*The problem*:
All of the data should be repeated exactly; pictures are not part of the copy.

*Records to process*:
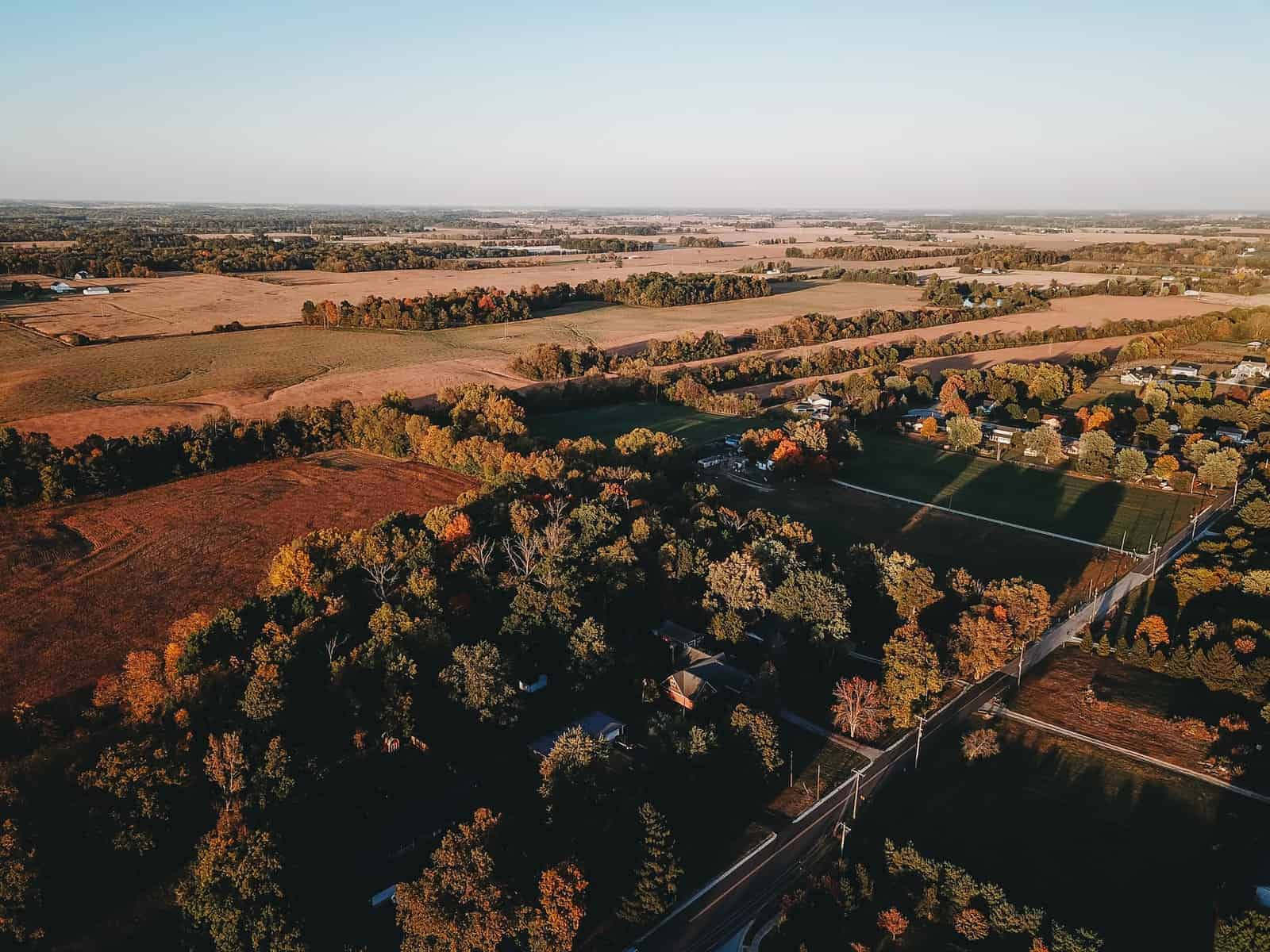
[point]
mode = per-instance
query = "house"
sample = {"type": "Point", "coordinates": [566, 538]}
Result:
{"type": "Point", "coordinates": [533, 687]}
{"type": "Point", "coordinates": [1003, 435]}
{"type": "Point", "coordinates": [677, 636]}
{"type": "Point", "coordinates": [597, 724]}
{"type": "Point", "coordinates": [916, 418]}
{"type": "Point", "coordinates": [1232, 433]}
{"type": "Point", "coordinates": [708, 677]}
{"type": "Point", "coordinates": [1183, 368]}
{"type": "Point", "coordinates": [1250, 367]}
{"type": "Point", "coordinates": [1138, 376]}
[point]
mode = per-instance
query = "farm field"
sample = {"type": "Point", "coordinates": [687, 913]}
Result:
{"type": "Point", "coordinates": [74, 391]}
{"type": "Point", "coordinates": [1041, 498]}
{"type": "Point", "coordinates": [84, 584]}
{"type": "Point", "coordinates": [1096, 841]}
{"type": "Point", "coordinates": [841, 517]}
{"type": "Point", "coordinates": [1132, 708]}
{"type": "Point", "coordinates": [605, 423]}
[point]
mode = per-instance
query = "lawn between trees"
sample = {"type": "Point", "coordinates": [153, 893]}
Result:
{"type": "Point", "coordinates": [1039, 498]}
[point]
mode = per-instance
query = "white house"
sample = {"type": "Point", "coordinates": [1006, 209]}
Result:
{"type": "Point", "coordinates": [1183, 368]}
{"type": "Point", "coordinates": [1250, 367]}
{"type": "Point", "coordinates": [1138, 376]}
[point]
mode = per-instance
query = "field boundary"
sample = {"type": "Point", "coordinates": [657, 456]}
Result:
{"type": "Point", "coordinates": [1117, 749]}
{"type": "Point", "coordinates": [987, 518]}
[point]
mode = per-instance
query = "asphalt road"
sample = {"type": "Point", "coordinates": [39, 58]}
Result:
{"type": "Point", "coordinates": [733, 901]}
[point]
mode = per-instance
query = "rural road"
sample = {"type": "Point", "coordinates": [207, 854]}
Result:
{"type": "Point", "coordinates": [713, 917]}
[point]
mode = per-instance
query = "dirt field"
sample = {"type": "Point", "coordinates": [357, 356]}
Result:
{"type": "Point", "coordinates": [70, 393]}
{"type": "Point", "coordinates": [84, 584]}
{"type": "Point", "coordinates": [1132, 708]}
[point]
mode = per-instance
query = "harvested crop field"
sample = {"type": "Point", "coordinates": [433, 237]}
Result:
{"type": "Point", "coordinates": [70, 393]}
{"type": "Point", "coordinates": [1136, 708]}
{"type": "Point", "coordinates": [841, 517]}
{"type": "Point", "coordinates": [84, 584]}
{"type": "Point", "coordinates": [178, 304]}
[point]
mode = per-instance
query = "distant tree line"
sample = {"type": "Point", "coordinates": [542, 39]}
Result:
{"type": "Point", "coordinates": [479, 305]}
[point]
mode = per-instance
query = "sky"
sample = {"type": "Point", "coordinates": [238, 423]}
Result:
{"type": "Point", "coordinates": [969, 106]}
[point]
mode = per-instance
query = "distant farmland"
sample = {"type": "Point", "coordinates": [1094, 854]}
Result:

*Output*:
[point]
mode = per-instance
query = "house"
sample = {"type": "Point", "coordinates": [566, 538]}
Result:
{"type": "Point", "coordinates": [533, 687]}
{"type": "Point", "coordinates": [1003, 435]}
{"type": "Point", "coordinates": [677, 636]}
{"type": "Point", "coordinates": [597, 724]}
{"type": "Point", "coordinates": [916, 418]}
{"type": "Point", "coordinates": [1232, 433]}
{"type": "Point", "coordinates": [708, 677]}
{"type": "Point", "coordinates": [1183, 368]}
{"type": "Point", "coordinates": [1250, 367]}
{"type": "Point", "coordinates": [1138, 376]}
[point]
mode = per-instance
query = "farm field"
sample = {"type": "Point", "coordinates": [687, 913]}
Result:
{"type": "Point", "coordinates": [74, 391]}
{"type": "Point", "coordinates": [1041, 498]}
{"type": "Point", "coordinates": [84, 584]}
{"type": "Point", "coordinates": [1096, 841]}
{"type": "Point", "coordinates": [841, 517]}
{"type": "Point", "coordinates": [1132, 708]}
{"type": "Point", "coordinates": [605, 423]}
[point]
mode = per-instance
query = "lawn between trees"
sample = {"type": "Point", "coordinates": [153, 893]}
Result:
{"type": "Point", "coordinates": [1039, 498]}
[point]
mode = per-instance
query = "white house"
sample = {"type": "Point", "coordinates": [1006, 209]}
Result:
{"type": "Point", "coordinates": [1183, 368]}
{"type": "Point", "coordinates": [1250, 367]}
{"type": "Point", "coordinates": [1138, 376]}
[point]
mode = per-instance
query = "field boundary"
sample = {"type": "Point", "coordinates": [657, 456]}
Result:
{"type": "Point", "coordinates": [1117, 749]}
{"type": "Point", "coordinates": [987, 518]}
[point]
mode = per-instance
query = "asphalt road"
sample = {"type": "Point", "coordinates": [39, 58]}
Result:
{"type": "Point", "coordinates": [733, 901]}
[point]
mode = per-instance
query = "rural road"
sample = {"type": "Point", "coordinates": [207, 854]}
Result:
{"type": "Point", "coordinates": [713, 917]}
[point]
mode = per-instance
query = "dirt field"
sample = {"type": "Point", "coordinates": [357, 356]}
Result:
{"type": "Point", "coordinates": [70, 393]}
{"type": "Point", "coordinates": [84, 584]}
{"type": "Point", "coordinates": [1132, 708]}
[point]
mode = per-instance
query = "harvested crop field"
sample = {"type": "Point", "coordinates": [433, 237]}
Result:
{"type": "Point", "coordinates": [70, 393]}
{"type": "Point", "coordinates": [1136, 708]}
{"type": "Point", "coordinates": [841, 517]}
{"type": "Point", "coordinates": [84, 584]}
{"type": "Point", "coordinates": [178, 304]}
[point]
mode = per-instance
query = "distant tree line"
sample = {"type": "Point", "coordinates": [542, 39]}
Result:
{"type": "Point", "coordinates": [479, 305]}
[point]
mode = per-instance
query = "sky"
sample = {"type": "Point", "coordinates": [238, 423]}
Result:
{"type": "Point", "coordinates": [969, 106]}
[point]
mode = per-instance
query = "distant farmland"
sample = {"type": "Point", "coordinates": [1094, 854]}
Result:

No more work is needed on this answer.